Of course in order to get the muzzle oriented to the target, you must position the aligned sights on the desired point of impact. This in itself provides another dimension of difficulty — trying to see if the sights are where you think they are on the target, which draws your eye focus away from the front sight.

Having your focus shift back and forth from sights to target further complicates the firing process by making you reluctant to pull the trigger until sights and target seem perfectly positioned, which rarely — if ever — occurs. This can cause you to jerk the trigger, causing you to miss.

To simplify matters, you can use a technique capitalizing on the eye’s natural ability to find the center of objects in space. It is beneficial to have an easy-to-see dot on the front sight. It should be positioned below the top of the front sight so it can be seen easily through the rear sight notch when the top of the front sight and rear are in alignment.

By focusing on the dot through the rear sight, your eye automatically positions the sights in the desired relationship to put the muzzle on the target. Simply focusing on the dot and letting your eyes do what comes naturally eliminates the need to keep checking both sides and the top of the front sight to ensure proper alignment. You’ll naturally center the dot in the rear sight notch and keep
it centered.

In addition, by superimposing the dot on the center of the target (much like you’d do with a reflex or red dot sight), your eyes not only center the dot in the rear sight notch, but also centers it on the target which will result in a hit in the desired location.

One benefit of the dot is less apparent movement of the gun in relation to the target. But rest assured, the gun is unlikely to be motionless. The dot will appear to be floating like the numbered ping pong ball used in the daily lottery drawing, floating gently on a bed of air. Hence the phrase: Float the Dot and Shoot the Shot.

The shooter’s eyes are open to see the smoke and flash just in front of the front sight as the bullet exits the muzzle.
This validates follow-through and makes “calling the shot” possible.

3. Pulling The Trigger

The trigger is the gas pedal of the gun. Move it like you would to smoothly accelerate and accelerate. Smooth, fluid motion without creating additional movement to the muzzle is the objective. Did you notice speed wasn’t part of the equation? You can manipulate the trigger as fast or as slow as needed as long as the muzzle remains stable on target. For best results in the beginning, control the trigger in both directions by maintaining trigger contact with the index finger throughout the entire shot delivery process. This may become less important as your proficiency increases, but it’s a good place to start.

A pet peeve of mine is using the word “squeeze” in referencing trigger pull. Squeeze suggests compression of an object with the whole hand which induces movement to the muzzle as pressure is increased, as opposed to the independent movement of a single digit.

Another term I don’t care for is “press.” It suggests movement being made or pressure being applied forward — or away — from the hand such as pressing the button on an elevator to change floors. “Pull” is the term I like to use, for it is an apt description of what is taking place and something easy for the shooter to visualize.

Sight options: The traditional square-notch rear sight (below) is one of three elements the shooter must deal with
in maintaining the correct sight picture. A shallow “V” combined with a big-dot front sight (left) is quicker, but
perhaps not as precise at longer distances.

_Exercise objective:_ Write out the part of the passage on pistol sights and trigger pull that starts with "3. Pulling The" and goes on through "place to start.". You won't need the records.

_Provided data:_

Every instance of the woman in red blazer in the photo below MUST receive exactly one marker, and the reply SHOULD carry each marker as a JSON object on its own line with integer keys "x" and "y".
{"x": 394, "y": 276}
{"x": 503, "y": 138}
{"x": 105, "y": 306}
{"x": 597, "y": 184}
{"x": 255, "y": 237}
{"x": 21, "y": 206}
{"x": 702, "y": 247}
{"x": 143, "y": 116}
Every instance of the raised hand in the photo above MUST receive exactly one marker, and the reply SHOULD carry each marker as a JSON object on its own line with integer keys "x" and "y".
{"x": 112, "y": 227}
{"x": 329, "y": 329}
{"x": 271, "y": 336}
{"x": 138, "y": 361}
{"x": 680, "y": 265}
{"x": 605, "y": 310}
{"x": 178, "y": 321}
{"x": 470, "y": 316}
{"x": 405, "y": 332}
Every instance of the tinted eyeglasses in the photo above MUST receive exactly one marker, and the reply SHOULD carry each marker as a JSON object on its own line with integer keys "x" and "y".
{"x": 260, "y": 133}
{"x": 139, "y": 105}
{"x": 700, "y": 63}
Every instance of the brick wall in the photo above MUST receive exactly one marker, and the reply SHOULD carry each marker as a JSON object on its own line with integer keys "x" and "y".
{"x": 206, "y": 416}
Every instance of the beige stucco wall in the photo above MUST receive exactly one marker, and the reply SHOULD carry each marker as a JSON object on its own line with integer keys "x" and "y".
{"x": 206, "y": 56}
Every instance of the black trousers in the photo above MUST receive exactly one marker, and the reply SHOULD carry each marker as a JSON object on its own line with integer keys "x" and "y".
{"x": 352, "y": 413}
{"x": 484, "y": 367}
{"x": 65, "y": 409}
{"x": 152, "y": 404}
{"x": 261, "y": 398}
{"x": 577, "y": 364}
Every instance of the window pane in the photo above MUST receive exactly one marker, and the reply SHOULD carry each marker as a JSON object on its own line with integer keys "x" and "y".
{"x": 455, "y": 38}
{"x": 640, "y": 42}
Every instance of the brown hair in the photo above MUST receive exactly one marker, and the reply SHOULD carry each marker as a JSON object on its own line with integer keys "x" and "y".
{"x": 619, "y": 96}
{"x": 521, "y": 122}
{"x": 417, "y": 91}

_Task result:_
3. Pulling The Trigger

The trigger is the gas pedal of the gun. Move it like you would to smoothly accelerate and accelerate. Smooth, fluid motion without creating additional movement to the muzzle is the objective. Did you notice speed wasn’t part of the equation? You can manipulate the trigger as fast or as slow as needed as long as the muzzle remains stable on target. For best results in the beginning, control the trigger in both directions by maintaining trigger contact with the index finger throughout the entire shot delivery process. This may become less important as your proficiency increases, but it’s a good place to start.